### Your objective
From the first line to the last, copy the material exactly and leave the pictures out.

### Data for processing
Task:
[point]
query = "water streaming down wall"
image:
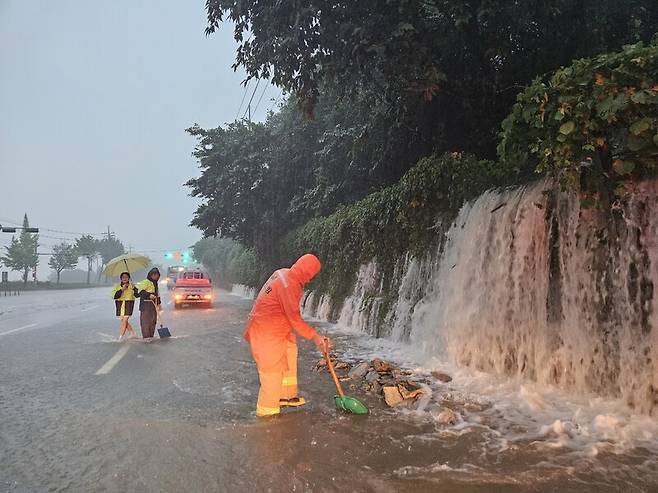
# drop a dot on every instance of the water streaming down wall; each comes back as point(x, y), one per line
point(527, 284)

### Expected answer
Task:
[point]
query = "water streaming down wall"
image:
# drop a dot on every instance of the water streaming down wall; each comes back as point(x, y), one per line
point(527, 284)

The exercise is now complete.